## [PROVIDED RECORDS]
━━━━

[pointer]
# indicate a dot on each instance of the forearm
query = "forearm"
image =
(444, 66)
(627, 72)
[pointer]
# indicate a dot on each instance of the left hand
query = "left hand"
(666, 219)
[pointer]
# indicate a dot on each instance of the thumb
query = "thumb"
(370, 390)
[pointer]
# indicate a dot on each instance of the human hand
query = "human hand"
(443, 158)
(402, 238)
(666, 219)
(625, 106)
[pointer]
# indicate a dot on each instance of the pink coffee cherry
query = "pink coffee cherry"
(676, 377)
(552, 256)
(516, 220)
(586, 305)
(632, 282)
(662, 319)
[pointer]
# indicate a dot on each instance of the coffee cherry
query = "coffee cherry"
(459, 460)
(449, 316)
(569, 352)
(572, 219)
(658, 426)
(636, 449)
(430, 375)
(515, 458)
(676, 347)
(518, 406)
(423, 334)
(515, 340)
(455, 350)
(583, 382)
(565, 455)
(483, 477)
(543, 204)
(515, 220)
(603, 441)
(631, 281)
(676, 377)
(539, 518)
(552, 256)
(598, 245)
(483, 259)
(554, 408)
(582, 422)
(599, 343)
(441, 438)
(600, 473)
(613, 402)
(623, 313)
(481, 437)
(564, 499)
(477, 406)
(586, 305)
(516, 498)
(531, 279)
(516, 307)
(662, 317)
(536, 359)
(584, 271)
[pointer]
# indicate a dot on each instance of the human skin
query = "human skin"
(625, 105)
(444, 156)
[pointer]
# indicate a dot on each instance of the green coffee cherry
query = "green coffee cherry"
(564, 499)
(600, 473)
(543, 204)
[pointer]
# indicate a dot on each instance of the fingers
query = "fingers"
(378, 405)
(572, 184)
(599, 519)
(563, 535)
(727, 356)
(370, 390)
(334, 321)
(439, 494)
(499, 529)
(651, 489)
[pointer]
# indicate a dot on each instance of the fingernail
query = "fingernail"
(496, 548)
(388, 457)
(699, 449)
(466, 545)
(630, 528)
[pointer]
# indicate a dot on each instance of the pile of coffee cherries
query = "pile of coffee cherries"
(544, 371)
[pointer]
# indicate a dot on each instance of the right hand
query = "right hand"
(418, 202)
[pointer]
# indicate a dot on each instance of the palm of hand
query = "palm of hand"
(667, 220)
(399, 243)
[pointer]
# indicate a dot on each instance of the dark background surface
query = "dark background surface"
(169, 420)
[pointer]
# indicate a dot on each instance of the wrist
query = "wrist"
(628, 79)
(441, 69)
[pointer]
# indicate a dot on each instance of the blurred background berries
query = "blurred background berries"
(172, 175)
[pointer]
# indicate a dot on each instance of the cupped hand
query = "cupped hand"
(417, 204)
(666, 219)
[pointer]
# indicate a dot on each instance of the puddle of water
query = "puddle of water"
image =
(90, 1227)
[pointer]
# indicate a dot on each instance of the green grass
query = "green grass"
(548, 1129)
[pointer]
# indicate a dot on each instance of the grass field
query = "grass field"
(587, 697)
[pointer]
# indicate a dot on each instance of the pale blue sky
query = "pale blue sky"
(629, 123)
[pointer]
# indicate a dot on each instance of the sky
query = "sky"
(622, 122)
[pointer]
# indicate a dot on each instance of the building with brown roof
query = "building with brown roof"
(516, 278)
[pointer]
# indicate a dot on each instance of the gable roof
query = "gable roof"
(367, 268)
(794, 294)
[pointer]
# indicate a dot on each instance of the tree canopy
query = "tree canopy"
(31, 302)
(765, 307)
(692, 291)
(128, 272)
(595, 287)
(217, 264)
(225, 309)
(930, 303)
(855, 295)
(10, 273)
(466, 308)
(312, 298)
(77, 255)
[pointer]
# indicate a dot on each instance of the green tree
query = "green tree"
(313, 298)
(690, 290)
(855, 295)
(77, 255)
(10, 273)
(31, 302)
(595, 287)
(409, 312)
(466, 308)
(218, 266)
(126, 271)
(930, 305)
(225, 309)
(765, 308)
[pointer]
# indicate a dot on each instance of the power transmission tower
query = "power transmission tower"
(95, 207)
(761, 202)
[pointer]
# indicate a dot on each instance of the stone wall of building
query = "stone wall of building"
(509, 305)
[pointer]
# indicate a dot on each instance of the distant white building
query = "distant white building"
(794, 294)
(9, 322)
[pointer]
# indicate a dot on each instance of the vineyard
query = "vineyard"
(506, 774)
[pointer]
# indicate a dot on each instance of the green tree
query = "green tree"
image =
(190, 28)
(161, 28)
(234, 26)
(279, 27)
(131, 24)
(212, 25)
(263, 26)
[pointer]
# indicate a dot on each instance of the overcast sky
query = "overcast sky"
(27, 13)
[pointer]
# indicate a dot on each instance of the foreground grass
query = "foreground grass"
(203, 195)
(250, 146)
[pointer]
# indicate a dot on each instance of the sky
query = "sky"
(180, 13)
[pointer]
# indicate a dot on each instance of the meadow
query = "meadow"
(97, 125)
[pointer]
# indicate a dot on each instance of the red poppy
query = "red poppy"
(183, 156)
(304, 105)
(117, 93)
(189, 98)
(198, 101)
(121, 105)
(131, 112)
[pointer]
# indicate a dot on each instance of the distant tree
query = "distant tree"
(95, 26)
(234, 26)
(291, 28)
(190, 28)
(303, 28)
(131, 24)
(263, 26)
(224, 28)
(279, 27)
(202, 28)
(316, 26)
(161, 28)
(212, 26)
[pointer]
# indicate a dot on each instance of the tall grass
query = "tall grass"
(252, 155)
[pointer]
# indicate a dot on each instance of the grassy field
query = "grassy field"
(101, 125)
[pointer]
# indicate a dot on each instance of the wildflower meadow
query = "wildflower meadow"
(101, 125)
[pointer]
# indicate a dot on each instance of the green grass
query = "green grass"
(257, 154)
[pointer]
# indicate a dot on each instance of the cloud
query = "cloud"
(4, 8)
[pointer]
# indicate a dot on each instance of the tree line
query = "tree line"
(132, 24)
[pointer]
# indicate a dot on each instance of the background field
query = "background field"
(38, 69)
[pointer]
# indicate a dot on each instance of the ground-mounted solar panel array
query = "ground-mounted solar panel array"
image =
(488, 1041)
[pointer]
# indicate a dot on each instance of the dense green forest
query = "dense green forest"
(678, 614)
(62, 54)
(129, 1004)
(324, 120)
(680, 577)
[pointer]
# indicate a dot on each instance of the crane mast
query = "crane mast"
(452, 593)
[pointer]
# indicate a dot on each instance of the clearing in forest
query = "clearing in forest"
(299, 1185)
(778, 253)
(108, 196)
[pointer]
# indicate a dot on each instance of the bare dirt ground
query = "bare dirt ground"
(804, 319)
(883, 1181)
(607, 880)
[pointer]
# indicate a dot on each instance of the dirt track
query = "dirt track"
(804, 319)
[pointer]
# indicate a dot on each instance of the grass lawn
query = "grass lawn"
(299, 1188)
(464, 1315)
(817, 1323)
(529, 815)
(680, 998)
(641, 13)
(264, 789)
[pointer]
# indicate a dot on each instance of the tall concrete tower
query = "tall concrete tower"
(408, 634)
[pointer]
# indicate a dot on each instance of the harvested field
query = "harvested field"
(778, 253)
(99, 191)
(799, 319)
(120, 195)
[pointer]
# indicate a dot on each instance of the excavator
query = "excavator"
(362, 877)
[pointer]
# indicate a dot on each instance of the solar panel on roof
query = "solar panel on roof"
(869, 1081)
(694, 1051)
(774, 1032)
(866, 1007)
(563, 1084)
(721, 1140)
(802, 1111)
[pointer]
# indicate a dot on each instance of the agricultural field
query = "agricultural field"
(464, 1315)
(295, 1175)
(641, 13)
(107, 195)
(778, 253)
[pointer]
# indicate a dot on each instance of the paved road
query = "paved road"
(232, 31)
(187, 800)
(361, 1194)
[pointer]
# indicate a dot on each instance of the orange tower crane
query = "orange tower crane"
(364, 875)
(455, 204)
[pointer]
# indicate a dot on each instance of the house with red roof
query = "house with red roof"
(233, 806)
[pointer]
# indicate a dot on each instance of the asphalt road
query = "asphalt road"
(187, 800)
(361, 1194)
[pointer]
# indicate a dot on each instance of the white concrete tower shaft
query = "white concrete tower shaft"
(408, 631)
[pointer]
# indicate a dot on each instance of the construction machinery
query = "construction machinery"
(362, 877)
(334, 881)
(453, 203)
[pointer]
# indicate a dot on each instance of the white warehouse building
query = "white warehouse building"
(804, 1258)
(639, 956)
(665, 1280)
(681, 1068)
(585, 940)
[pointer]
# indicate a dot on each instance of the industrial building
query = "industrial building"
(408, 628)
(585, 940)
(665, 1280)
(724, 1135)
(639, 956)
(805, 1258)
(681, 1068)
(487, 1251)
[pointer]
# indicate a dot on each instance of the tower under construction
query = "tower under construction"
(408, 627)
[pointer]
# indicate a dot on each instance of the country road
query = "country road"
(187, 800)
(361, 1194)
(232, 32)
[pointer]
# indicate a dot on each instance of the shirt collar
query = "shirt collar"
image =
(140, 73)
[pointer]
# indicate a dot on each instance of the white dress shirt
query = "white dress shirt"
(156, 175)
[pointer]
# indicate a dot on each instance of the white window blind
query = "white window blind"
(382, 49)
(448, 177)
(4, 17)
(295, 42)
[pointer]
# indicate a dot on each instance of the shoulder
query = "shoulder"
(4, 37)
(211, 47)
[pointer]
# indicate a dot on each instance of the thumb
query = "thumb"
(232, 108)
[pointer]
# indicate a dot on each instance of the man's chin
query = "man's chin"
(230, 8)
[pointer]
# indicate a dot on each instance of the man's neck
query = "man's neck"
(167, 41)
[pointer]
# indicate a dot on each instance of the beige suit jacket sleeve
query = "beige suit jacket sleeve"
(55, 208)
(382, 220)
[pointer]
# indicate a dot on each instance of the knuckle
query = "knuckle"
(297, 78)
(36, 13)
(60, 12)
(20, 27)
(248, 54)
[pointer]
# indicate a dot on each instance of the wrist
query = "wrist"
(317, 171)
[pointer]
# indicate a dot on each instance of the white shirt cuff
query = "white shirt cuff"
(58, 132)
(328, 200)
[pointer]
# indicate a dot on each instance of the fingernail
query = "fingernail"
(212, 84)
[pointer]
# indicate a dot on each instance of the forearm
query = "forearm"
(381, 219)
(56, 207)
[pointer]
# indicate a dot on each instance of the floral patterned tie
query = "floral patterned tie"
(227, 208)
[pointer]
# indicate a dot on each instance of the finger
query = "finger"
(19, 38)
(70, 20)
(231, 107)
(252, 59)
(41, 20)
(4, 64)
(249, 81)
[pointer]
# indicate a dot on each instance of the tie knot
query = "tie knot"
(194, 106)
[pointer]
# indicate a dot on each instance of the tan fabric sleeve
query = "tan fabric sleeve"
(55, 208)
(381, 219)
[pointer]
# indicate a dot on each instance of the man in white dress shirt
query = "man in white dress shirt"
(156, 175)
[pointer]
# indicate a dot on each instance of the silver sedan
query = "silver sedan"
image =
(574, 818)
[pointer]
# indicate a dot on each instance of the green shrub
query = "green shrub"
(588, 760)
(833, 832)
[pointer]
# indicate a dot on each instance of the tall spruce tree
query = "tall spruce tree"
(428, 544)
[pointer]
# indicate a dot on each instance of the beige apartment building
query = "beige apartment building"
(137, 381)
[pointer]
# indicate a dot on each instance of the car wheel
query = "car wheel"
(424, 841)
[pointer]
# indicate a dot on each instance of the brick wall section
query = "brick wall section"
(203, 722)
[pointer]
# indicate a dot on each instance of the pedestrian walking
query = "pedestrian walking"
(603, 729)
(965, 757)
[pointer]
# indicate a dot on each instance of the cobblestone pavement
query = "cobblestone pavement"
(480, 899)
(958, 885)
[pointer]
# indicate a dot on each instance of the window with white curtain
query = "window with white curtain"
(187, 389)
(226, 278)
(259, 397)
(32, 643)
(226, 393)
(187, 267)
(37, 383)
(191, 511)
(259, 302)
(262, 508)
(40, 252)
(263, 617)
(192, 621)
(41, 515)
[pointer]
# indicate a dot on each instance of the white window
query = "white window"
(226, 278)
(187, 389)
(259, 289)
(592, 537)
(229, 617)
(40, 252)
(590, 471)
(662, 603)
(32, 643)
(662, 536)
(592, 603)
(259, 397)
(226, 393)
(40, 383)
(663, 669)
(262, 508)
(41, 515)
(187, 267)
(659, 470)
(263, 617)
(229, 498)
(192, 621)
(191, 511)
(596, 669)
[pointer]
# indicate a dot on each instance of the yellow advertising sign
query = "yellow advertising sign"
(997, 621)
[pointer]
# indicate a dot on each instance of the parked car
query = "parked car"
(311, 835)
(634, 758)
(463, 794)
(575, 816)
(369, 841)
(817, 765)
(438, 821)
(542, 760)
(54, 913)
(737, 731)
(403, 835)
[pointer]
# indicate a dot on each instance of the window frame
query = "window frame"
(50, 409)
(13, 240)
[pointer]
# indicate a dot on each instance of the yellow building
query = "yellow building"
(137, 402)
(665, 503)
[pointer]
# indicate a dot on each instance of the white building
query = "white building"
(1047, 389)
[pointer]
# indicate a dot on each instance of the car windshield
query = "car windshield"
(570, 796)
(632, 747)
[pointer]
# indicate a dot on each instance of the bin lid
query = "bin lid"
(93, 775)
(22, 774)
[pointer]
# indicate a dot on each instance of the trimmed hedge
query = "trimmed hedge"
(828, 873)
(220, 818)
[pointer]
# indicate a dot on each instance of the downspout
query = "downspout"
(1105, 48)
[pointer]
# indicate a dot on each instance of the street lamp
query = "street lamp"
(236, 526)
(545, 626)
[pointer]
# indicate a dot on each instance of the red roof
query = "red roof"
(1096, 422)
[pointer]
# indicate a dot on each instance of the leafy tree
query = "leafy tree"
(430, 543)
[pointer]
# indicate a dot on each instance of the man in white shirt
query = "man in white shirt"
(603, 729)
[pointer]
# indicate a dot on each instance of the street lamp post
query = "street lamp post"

━━━━

## [YOUR TASK]
Tally the lines in the data above that contain the string "distant", matching case exactly. Give only the number.

## [EXERCISE RESULT]
4